— Start TASK MATERIAL —

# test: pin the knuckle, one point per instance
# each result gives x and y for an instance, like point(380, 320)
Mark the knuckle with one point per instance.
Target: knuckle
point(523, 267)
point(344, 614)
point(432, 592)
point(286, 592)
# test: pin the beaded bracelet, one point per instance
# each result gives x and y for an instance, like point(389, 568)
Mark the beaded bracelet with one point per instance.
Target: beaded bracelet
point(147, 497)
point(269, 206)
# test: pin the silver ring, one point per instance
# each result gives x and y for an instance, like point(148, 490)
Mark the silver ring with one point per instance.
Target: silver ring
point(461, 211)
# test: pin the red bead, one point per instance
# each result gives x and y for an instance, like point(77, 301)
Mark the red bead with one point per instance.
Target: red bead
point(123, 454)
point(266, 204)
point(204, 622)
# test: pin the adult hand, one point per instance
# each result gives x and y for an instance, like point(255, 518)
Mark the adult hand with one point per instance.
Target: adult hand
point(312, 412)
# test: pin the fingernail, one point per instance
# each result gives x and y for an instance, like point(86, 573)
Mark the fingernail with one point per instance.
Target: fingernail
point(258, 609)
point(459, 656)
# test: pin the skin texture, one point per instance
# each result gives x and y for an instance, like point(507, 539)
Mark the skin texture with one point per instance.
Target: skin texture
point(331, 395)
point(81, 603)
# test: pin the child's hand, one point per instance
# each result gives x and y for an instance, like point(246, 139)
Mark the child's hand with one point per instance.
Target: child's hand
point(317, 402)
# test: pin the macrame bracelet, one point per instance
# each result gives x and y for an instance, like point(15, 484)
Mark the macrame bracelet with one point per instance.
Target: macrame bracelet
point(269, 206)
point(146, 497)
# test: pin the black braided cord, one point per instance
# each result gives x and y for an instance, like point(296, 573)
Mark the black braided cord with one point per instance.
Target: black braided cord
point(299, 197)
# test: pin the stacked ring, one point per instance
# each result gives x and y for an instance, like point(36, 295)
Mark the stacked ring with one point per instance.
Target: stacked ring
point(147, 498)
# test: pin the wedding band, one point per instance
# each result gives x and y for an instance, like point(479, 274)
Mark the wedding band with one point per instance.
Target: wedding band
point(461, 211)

— End TASK MATERIAL —
— Start TASK MATERIAL —

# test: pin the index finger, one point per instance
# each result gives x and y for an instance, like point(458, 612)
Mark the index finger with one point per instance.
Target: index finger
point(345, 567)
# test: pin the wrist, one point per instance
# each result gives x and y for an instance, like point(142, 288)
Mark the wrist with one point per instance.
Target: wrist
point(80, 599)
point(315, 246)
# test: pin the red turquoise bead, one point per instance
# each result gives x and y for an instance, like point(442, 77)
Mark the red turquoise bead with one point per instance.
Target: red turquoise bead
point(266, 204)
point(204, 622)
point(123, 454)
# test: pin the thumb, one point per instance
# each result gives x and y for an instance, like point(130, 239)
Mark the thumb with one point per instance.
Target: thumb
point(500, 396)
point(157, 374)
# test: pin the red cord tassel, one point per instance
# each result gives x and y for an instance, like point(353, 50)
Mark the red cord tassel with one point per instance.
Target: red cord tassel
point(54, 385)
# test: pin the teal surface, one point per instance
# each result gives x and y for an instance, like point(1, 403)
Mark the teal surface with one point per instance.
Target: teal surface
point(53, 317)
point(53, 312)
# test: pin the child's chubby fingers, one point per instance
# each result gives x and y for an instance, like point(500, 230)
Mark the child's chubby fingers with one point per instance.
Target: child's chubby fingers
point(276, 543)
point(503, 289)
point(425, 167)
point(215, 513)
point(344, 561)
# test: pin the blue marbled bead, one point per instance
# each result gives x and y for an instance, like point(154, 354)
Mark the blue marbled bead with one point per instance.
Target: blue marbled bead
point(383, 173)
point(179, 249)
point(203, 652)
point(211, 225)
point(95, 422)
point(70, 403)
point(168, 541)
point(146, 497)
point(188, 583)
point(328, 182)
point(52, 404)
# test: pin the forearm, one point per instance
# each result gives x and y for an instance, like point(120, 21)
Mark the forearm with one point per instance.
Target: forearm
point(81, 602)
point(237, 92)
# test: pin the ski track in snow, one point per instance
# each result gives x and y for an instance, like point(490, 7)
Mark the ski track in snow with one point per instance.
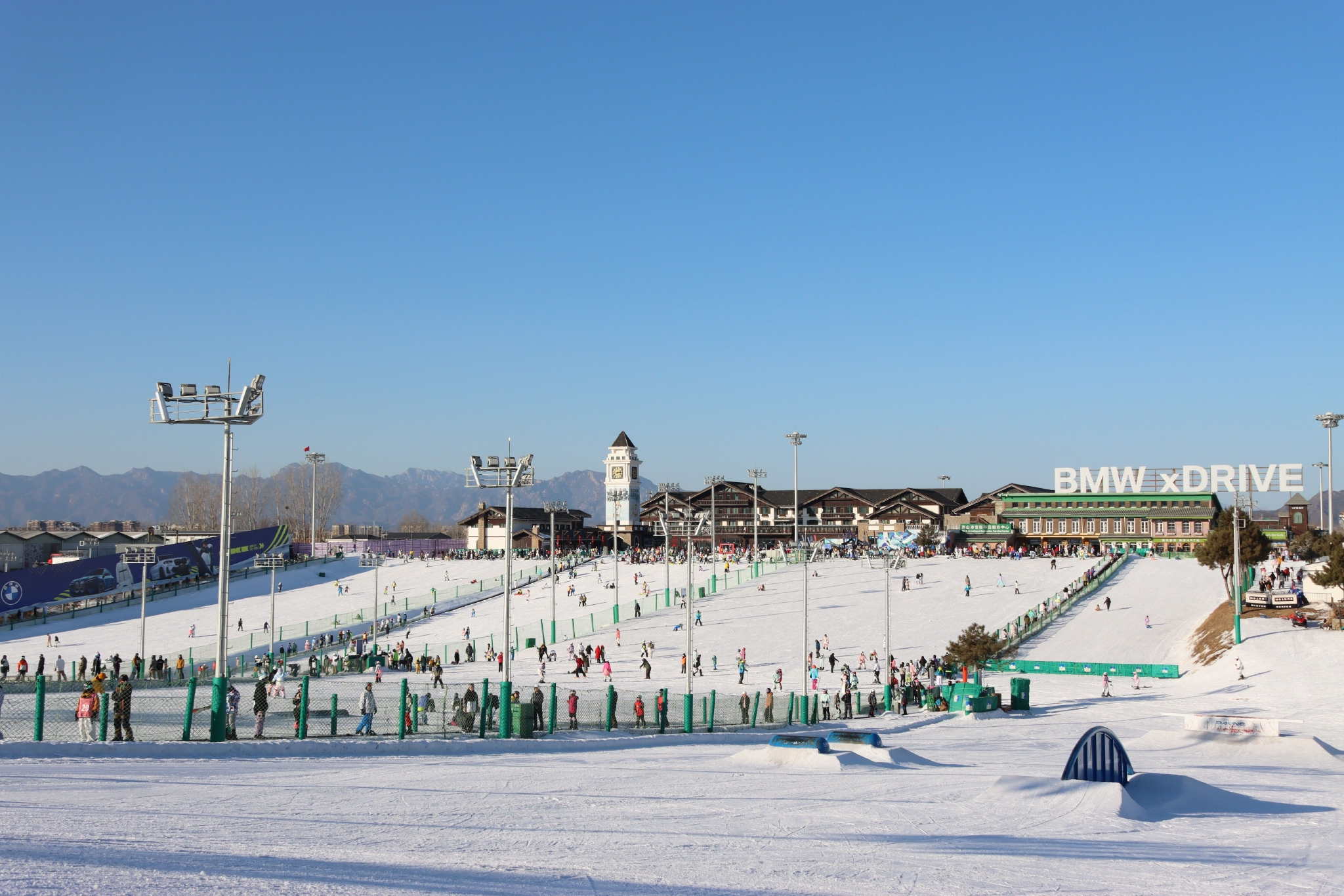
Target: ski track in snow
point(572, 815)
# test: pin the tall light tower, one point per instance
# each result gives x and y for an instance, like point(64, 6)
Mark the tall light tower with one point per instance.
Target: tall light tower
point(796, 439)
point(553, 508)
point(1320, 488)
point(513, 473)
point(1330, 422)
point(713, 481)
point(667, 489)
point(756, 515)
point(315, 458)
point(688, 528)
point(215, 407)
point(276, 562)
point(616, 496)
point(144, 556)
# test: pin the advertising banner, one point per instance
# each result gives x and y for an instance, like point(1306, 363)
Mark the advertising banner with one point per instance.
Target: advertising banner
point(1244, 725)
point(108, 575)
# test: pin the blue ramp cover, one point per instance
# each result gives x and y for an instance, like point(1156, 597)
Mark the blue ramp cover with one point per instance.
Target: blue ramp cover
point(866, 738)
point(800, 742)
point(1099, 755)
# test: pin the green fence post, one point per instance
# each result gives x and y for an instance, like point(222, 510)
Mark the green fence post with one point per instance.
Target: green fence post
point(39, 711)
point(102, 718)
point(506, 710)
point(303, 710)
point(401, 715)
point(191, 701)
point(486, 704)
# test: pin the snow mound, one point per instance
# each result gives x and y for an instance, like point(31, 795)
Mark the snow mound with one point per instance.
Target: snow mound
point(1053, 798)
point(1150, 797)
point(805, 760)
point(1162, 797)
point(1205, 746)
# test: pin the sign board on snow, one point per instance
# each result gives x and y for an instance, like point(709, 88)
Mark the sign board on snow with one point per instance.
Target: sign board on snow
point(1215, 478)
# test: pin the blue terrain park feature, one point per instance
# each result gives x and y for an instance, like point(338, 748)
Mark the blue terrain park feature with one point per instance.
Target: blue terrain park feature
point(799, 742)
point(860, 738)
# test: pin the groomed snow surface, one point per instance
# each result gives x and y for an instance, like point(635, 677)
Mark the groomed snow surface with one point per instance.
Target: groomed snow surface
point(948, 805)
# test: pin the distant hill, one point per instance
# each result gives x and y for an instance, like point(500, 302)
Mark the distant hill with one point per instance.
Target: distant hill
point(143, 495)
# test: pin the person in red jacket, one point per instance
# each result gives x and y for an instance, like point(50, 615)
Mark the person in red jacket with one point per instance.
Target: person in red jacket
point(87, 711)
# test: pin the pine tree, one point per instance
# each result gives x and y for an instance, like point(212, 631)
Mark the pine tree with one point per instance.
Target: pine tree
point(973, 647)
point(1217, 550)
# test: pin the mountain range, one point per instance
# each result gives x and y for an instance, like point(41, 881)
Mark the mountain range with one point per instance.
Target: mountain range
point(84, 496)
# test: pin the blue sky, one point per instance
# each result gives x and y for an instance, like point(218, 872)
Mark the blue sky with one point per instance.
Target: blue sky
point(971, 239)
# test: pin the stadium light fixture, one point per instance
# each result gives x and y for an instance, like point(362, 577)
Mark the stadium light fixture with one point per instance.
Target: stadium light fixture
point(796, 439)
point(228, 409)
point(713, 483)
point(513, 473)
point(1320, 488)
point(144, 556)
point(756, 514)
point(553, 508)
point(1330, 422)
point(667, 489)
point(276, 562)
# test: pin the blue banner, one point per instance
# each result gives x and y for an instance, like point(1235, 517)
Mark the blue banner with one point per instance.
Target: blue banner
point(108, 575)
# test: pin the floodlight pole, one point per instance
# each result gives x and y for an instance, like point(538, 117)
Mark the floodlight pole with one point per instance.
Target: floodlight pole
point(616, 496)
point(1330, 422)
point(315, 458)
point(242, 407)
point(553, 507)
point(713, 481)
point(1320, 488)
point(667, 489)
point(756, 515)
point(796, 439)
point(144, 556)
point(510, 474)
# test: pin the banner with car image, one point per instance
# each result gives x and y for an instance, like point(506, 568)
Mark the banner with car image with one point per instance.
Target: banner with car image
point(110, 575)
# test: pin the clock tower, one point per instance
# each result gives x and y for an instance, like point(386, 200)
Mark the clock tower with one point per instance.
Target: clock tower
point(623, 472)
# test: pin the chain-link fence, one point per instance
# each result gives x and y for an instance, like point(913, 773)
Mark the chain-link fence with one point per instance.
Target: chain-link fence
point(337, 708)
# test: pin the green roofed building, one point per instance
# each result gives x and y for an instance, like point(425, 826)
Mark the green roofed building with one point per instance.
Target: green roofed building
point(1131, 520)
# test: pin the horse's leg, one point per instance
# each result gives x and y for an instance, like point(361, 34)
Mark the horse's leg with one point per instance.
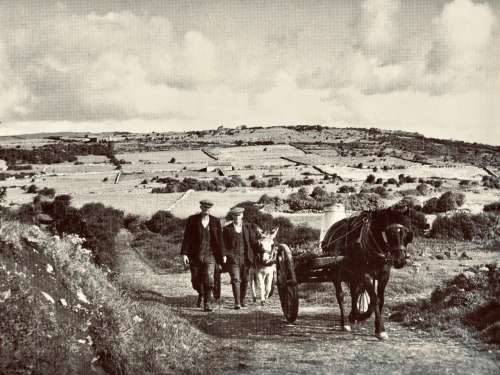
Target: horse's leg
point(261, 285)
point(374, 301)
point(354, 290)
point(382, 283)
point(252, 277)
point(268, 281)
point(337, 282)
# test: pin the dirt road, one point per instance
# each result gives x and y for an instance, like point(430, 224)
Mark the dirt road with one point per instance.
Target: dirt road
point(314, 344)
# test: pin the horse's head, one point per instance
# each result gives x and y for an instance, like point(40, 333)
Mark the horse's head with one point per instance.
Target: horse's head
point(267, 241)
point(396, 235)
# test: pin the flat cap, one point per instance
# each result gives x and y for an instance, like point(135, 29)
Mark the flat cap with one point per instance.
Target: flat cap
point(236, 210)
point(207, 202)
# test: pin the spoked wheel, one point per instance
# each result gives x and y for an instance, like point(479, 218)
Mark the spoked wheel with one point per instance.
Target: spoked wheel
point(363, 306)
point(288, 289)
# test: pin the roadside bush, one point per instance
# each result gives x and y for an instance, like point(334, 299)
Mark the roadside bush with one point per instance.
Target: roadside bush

— End TASK MATERIAL —
— Start TASK MATERIAL —

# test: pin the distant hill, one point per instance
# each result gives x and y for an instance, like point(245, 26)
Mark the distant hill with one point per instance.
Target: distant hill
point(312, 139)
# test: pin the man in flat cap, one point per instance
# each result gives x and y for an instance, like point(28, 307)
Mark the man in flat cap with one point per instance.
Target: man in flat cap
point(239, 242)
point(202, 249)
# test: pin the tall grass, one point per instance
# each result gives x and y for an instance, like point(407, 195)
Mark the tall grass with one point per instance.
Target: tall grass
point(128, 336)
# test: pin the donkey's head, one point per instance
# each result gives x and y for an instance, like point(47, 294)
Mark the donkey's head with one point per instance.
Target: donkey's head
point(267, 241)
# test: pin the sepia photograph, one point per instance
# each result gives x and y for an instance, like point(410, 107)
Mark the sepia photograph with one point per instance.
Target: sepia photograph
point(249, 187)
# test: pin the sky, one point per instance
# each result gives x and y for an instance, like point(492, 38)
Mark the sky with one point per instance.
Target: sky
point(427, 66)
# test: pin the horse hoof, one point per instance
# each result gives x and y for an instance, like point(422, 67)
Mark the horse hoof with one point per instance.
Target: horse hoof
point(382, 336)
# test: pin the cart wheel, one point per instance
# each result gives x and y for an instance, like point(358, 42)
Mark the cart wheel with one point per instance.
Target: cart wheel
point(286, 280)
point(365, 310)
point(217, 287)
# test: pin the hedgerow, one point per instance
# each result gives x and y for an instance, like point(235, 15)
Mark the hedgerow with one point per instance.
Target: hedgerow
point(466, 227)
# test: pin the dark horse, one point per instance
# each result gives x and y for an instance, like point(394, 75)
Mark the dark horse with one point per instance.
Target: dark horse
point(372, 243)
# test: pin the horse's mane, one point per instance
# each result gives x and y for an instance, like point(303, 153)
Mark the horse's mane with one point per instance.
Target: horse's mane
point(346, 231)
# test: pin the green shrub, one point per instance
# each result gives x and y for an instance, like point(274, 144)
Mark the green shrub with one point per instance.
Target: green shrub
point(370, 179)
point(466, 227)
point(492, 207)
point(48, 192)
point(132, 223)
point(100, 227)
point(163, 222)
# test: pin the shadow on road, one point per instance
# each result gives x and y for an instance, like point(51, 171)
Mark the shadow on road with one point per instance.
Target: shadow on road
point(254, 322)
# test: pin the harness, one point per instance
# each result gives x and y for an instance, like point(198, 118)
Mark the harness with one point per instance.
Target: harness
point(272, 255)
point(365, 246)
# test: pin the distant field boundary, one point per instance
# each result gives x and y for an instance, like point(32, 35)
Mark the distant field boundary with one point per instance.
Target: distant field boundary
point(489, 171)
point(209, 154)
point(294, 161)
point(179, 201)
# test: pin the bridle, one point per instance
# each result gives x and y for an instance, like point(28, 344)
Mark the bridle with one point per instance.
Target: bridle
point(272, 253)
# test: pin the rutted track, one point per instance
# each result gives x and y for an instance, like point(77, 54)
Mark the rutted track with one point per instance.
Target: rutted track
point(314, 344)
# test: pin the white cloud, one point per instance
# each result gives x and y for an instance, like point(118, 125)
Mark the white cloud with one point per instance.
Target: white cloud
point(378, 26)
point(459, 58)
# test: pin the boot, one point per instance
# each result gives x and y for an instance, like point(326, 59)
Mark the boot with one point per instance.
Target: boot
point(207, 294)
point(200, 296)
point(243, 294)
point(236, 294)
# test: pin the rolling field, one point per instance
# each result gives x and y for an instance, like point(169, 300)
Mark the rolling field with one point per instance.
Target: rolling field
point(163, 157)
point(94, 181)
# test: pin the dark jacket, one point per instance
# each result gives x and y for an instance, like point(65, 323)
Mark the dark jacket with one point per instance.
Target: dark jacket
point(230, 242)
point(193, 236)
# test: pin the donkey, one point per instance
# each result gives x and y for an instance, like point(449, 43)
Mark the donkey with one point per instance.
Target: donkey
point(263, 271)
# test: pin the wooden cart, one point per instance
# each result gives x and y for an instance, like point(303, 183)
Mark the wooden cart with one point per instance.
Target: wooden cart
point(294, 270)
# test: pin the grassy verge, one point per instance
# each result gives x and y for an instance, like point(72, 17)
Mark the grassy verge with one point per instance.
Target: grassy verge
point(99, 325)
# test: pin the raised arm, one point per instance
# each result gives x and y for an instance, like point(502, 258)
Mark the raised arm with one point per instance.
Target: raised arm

— End TASK MATERIAL —

§ BRIEF: Pull out the lines of the records between the one holding "# test: pin the knuckle, one" and the one holding "point(317, 402)", inclusive, and reproduce them word for word.

§ FINAL RESULT:
# test: pin the knuckle, one point per instance
# each result gives x and y for an instance, like point(380, 320)
Mark the knuckle with one point per instance.
Target: knuckle
point(523, 267)
point(344, 614)
point(432, 592)
point(286, 592)
# test: pin the beaded bracelet, one point per instance
# each result gives x and y for an instance, like point(389, 568)
Mark the beaded bracelet with one point per instance.
Target: beaded bracelet
point(147, 497)
point(269, 206)
# test: pin the silver ring, one point per instance
# each result gives x and y for an instance, like point(148, 490)
Mark the silver ring with one point per instance.
Target: silver ring
point(461, 211)
# test: pin the red bead, one point per instance
# each result gives x and y for an instance, like point(77, 301)
Mark the red bead with one point per instance.
Target: red bead
point(123, 454)
point(266, 204)
point(204, 622)
# test: pin the adult hand, one point per instance
# each result gives x and y for an instance, like point(255, 518)
Mark the adult hand with one point per instance.
Target: adult hand
point(312, 412)
# test: pin the fingernail, one point per instance
# each result gives x and y for an instance, like point(86, 573)
Mark the fingernail with one point per instance.
Target: fingernail
point(258, 609)
point(459, 656)
# test: pin the skin texture, one point per instance
# each result gives x and y for an instance, like point(507, 539)
Mark the skin texture with one point per instance.
Target: skin texture
point(331, 395)
point(81, 603)
# test: pin the child's hand, one point per instance
# each result gives x and y for an instance, like point(246, 139)
Mark the child's hand with one point per instance.
Target: child's hand
point(317, 402)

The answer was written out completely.